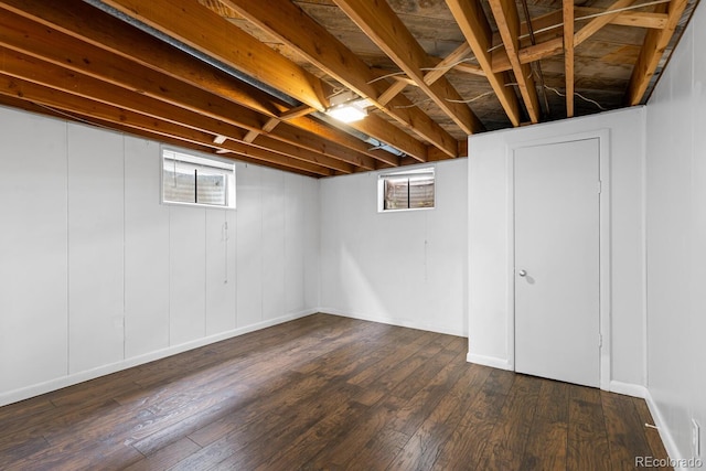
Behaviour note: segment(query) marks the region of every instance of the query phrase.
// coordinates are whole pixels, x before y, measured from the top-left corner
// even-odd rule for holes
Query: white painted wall
[[[612,388],[644,385],[643,129],[631,108],[469,139],[469,358],[511,368],[507,149],[571,135],[610,133]],[[625,386],[623,386],[625,385]]]
[[[696,9],[648,105],[648,388],[675,459],[706,433],[706,10]],[[702,438],[702,459],[706,460]]]
[[[315,311],[318,181],[161,205],[160,152],[0,108],[0,405]]]
[[[321,310],[467,335],[467,160],[436,163],[436,208],[377,212],[379,172],[321,180]]]

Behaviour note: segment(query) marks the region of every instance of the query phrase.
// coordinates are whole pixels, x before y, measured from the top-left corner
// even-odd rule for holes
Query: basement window
[[[162,203],[235,208],[235,165],[162,149]]]
[[[377,181],[377,211],[434,208],[435,185],[434,167],[381,174]]]

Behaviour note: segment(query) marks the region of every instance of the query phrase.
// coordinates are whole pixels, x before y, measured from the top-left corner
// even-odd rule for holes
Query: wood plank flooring
[[[2,470],[628,470],[641,399],[314,314],[0,408]]]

:: Exercise requirements ::
Arrange every line of the items above as a JSON list of strings, one string per line, with blank lines left out. Leave the pictures out of the answer.

:: Result for this exercise ::
[
  "Behaviour note: segment(query) marks the region of every instance of the query phrase.",
  "// coordinates are whole pixels, x before y, measured from the top-left corner",
  "// even-odd rule for holes",
  "Query: white painted wall",
  "[[[612,388],[644,385],[643,129],[631,108],[469,139],[469,358],[511,368],[507,149],[571,135],[610,133]],[[625,386],[623,386],[625,385]]]",
  "[[[696,9],[648,105],[648,388],[675,459],[706,433],[706,10]],[[702,438],[702,459],[706,460]]]",
  "[[[315,311],[318,181],[161,205],[160,152],[0,108],[0,405]]]",
  "[[[321,310],[467,335],[467,160],[436,163],[436,208],[377,212],[379,172],[321,180]]]",
  "Behaviour note: segment(query) marks the region of every instance of the query phrase.",
  "// coordinates are whole pixels, x before y, measured from the top-left corner",
  "// even-odd rule for holes",
  "Query: basement window",
  "[[[162,203],[235,208],[235,165],[162,149]]]",
  "[[[377,181],[377,211],[434,208],[435,185],[434,167],[381,174]]]",
  "Behaviour note: segment(query) marks the region of every instance of the query phrase.",
  "// coordinates are whole pixels, x before y, measured from the top-left corner",
  "// even-odd rule for holes",
  "Query: wood plank flooring",
  "[[[2,470],[628,470],[641,399],[314,314],[0,408]]]"
]